_To-do list_
• A. Decide whether each statement agrees with the model deployment guide, answering yes or no and quoting the guide's deciding words: (i) Managed batch endpoints are paid for per job. (ii) The example endpoint is set to use the "aml_token" authentication mode. (iii) MLflow models need a scoring script when deployed.
• B. Using the model deployment guide, answer each question on its own line:
(i) Which instance type does the blue deployment use?
(ii) What latency does the comparison table give for the Managed Batch Endpoint?
(iii) Under what name is the model registered?
• C. Continue the model deployment guide from the line that creates the blue deployment.

_Text shown_
▬▬▬

Deploy & Optimize Models (20-25%) Advanced

Deploying models to production is where data science meets engineering. This domain covers managed online endpoints for real-time inference, batch endpoints for large-scale scoring, MLflow model management, blue-green deployments, and monitoring deployed models.

Deployment Options Comparison

Option	Use Case	Latency	Scaling	Cost Model
Managed Online Endpoint	Real-time predictions (API)	Low (ms-sec)	Auto-scale by traffic	Pay per VM uptime
Managed Batch Endpoint	Large dataset scoring	Minutes-hours	Parallel compute	Pay per job
Kubernetes (AKS)	Custom networking, GPU inference	Low	K8s auto-scaling	AKS cluster cost

Managed Online Endpoints (Real-Time)

The most common deployment target for real-time scoring. Know how to create endpoints, deploy models, and configure traffic splitting.

# Step 1: Register a model with MLflow
import mlflow

# Register model from a training run
model_uri = f"runs:/{run_id}/model"
mlflow.register_model(model_uri, "churn-prediction-model")

# Or register from local files
from azure.ai.ml.entities import Model
from azure.ai.ml.constants import AssetTypes

model = Model(
    path="./model/",
    name="churn-prediction-model",
    description="Gradient boosting churn classifier",
    type=AssetTypes.MLFLOW_MODEL   # MLflow format (recommended)
)
ml_client.models.create_or_update(model)

# Step 2: Create managed online endpoint
from azure.ai.ml.entities import (
    ManagedOnlineEndpoint,
    ManagedOnlineDeployment,
    CodeConfiguration,
    Environment
)

# Create endpoint (the URL/entry point)
endpoint = ManagedOnlineEndpoint(
    name="churn-endpoint",
    description="Real-time churn prediction",
    auth_mode="key",           # "key" or "aml_token"
    tags={"model": "gradient-boosting", "version": "1"}
)

ml_client.online_endpoints.begin_create_or_update(endpoint)

# Step 3: Create deployment (the model + compute behind the endpoint)
blue_deployment = ManagedOnlineDeployment(
    name="blue",
    endpoint_name="churn-endpoint",
    model="azureml:churn-prediction-model:1",
    instance_type="Standard_DS3_v2",
    instance_count=1,
    # For MLflow models, no scoring script needed!
    # For custom models, specify:
    # code_configuration=CodeConfiguration(
    #     code="./score/",
    #     scoring_script="score.py"
    # ),
    # environment="azureml:dp100-custom-env:1"
)

ml_client.online_deployments.begin_create_or_update(blue_deployment)

▬▬▬

Records for shape labeling:
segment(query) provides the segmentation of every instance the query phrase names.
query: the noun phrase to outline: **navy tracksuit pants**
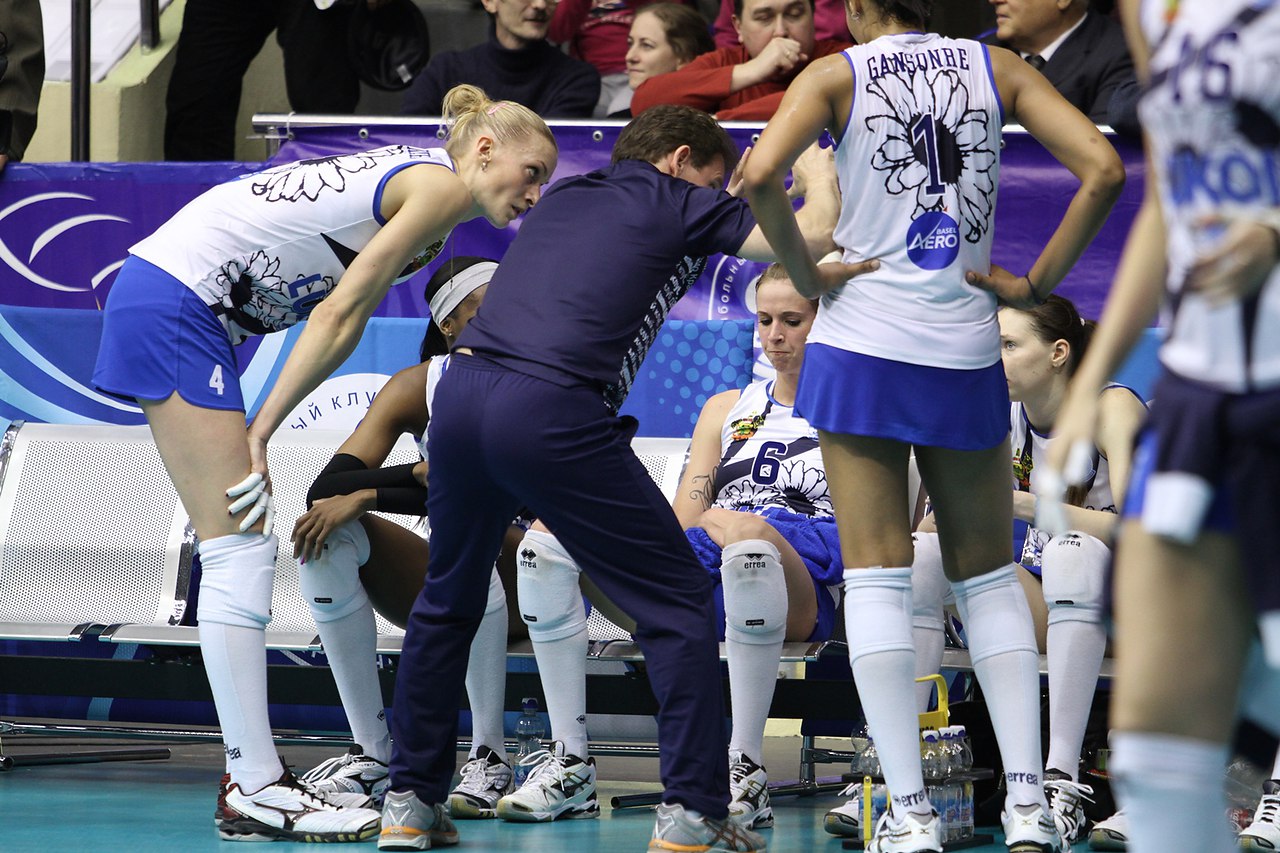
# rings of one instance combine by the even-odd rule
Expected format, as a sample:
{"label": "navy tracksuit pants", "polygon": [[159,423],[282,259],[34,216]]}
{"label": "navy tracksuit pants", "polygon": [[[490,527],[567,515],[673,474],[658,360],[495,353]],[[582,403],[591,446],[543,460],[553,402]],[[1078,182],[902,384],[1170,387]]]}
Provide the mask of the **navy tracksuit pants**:
{"label": "navy tracksuit pants", "polygon": [[635,619],[658,698],[664,802],[713,818],[728,758],[712,583],[600,392],[454,355],[430,421],[430,561],[406,628],[392,708],[393,790],[443,803],[489,573],[527,506]]}

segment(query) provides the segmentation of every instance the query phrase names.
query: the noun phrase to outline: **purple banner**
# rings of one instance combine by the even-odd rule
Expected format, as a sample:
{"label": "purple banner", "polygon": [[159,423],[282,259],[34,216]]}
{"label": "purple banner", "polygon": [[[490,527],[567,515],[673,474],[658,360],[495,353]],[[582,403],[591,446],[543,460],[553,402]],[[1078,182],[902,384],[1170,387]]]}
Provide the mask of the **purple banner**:
{"label": "purple banner", "polygon": [[[622,129],[620,123],[556,123],[561,158],[556,178],[603,167]],[[730,133],[745,147],[759,126],[733,123]],[[434,146],[435,124],[292,128],[276,161],[328,156],[390,143]],[[1115,213],[1060,292],[1085,316],[1102,309],[1129,224],[1142,199],[1143,160],[1116,142],[1129,183]],[[100,309],[128,247],[159,227],[207,187],[261,168],[259,164],[14,164],[0,179],[0,305]],[[1005,134],[993,260],[1025,270],[1052,234],[1075,191],[1075,178],[1027,133]],[[460,225],[442,259],[451,255],[500,257],[518,229],[497,231],[484,220]],[[566,236],[572,240],[572,234]],[[584,247],[608,251],[608,247]],[[440,263],[440,261],[438,261]],[[714,256],[689,295],[673,309],[678,320],[750,316],[742,297],[763,264]],[[422,287],[433,268],[396,287],[379,316],[425,316]]]}

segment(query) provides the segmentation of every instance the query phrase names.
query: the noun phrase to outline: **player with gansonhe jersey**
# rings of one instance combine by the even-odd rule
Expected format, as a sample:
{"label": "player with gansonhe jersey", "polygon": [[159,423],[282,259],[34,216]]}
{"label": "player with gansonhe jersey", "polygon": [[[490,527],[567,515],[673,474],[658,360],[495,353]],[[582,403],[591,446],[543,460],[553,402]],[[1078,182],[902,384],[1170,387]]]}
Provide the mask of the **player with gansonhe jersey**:
{"label": "player with gansonhe jersey", "polygon": [[[1005,766],[1011,849],[1059,850],[1042,785],[1039,674],[1010,561],[1009,391],[997,297],[1034,305],[1106,219],[1124,168],[1097,128],[1016,55],[923,32],[928,0],[847,0],[858,46],[791,85],[746,164],[748,197],[796,289],[822,296],[796,412],[819,430],[845,558],[854,678],[891,807],[877,853],[941,850],[920,770],[911,638],[913,451],[934,502],[943,567]],[[1024,275],[991,264],[1000,133],[1016,120],[1080,179]],[[849,279],[796,237],[782,178],[823,131],[836,140]]]}

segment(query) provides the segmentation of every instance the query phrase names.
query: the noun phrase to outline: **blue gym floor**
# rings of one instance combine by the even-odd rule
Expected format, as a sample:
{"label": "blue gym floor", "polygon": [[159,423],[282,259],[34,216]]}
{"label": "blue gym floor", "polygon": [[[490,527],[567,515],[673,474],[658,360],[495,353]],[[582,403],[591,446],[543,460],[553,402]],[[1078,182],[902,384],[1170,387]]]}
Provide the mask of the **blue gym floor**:
{"label": "blue gym floor", "polygon": [[[767,766],[776,767],[776,780],[794,779],[799,762],[797,738],[769,738]],[[164,743],[152,740],[104,742],[67,738],[8,735],[5,754],[58,753],[76,749],[140,748],[163,745],[173,751],[168,761],[110,762],[15,767],[0,772],[0,850],[27,853],[46,850],[105,853],[111,850],[201,850],[244,849],[243,844],[220,841],[214,831],[214,800],[221,775],[220,747],[212,743]],[[280,749],[298,770],[342,752],[325,747]],[[590,853],[602,850],[641,853],[653,829],[650,808],[612,809],[609,798],[657,789],[658,765],[653,758],[602,756],[599,820],[516,825],[503,821],[460,821],[460,853],[465,850],[520,850],[521,853]],[[835,772],[827,766],[819,772]],[[627,781],[618,781],[627,780]],[[783,797],[773,800],[777,825],[767,830],[773,853],[836,853],[840,839],[822,831],[822,817],[841,800],[835,794]],[[979,831],[983,831],[979,827]],[[980,853],[1006,853],[998,829],[996,844],[969,848]],[[323,849],[375,849],[372,843]],[[315,850],[311,844],[278,843],[271,850]],[[1082,843],[1076,850],[1085,850]]]}

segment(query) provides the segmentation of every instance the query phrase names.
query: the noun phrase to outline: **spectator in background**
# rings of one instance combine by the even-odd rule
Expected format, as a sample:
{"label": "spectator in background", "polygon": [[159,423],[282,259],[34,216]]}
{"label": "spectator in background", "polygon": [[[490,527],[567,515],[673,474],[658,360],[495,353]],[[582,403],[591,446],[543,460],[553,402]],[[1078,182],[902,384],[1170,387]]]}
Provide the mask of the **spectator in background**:
{"label": "spectator in background", "polygon": [[678,70],[714,50],[707,18],[692,6],[652,3],[636,12],[627,35],[627,90],[609,104],[609,118],[631,118],[631,93],[655,74]]}
{"label": "spectator in background", "polygon": [[[737,37],[737,27],[733,17],[737,10],[733,0],[721,0],[719,14],[712,27],[717,47],[737,47],[742,42]],[[845,20],[845,0],[814,0],[813,4],[813,32],[817,38],[835,38],[836,41],[850,40],[849,23]]]}
{"label": "spectator in background", "polygon": [[631,99],[634,114],[682,104],[721,120],[767,120],[796,74],[851,44],[814,37],[813,0],[733,0],[733,9],[741,46],[721,47],[645,81]]}
{"label": "spectator in background", "polygon": [[36,133],[45,85],[40,0],[0,0],[0,172],[20,160]]}
{"label": "spectator in background", "polygon": [[406,90],[402,111],[439,115],[449,88],[474,83],[543,118],[590,118],[600,99],[600,74],[547,41],[556,0],[480,1],[492,18],[488,41],[433,56]]}
{"label": "spectator in background", "polygon": [[600,73],[600,100],[593,113],[596,118],[608,115],[609,106],[620,96],[623,101],[630,101],[627,35],[643,3],[644,0],[562,0],[552,15],[549,38],[566,45],[570,56],[591,63]]}
{"label": "spectator in background", "polygon": [[[371,8],[385,0],[360,0]],[[284,53],[298,113],[356,111],[360,78],[347,60],[351,5],[314,0],[187,0],[165,96],[166,160],[234,160],[241,82],[266,37]]]}
{"label": "spectator in background", "polygon": [[1094,124],[1138,136],[1138,81],[1120,24],[1089,0],[989,0],[989,44],[1009,47],[1044,74]]}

▬▬▬

_Outputs for the tasks_
• A.
(i) Yes: "Pay per job"
(ii) No: auth_mode="key"
(iii) No: "For MLflow models, no scoring script needed!"

• B.
(i) Standard_DS3_v2
(ii) Minutes-hours
(iii) churn-prediction-model

• C.
# Route 100% traffic to blue deployment
endpoint.traffic = {"blue": 100}
ml_client.online_endpoints.begin_create_or_update(endpoint)

Exam Tip: MLflow models deployed to managed endpoints do NOT need a scoring script or custom environment. Azure ML automatically generates the scoring endpoint from the MLflow model signature. This is called "no-code deployment" and is the recommended approach. The exam often tests when you need vs. do not need a scoring script.

Blue-Green Deployments

Blue-green deployment lets you test new model versions with a percentage of production traffic before full rollout.

# Deploy new model version as "green"
green_deployment = ManagedOnlineDeployment(
    name="green",
    endpoint_name="churn-endpoint",
    model="azureml:churn-prediction-model:2",   # New version
    instance_type="Standard_DS3_v2",
    instance_count=1
)

ml_client.online_deployments.begin_create_or_update(green_deployment)

# Send 10% traffic to green for testing
endpoint.traffic = {"blue": 90, "green": 10}
ml_client.online_endpoints.begin_create_or_update(endpoint)

# After validation, shift all traffic to green
endpoint.traffic = {"blue": 0, "green": 100}
ml_client.online_endpoints.begin_create_or_update(endpoint)

# Clean up old deployment
ml_client.online_deployments.begin_delete(
    name="blue",
    endpoint_name="churn-endpoint"
)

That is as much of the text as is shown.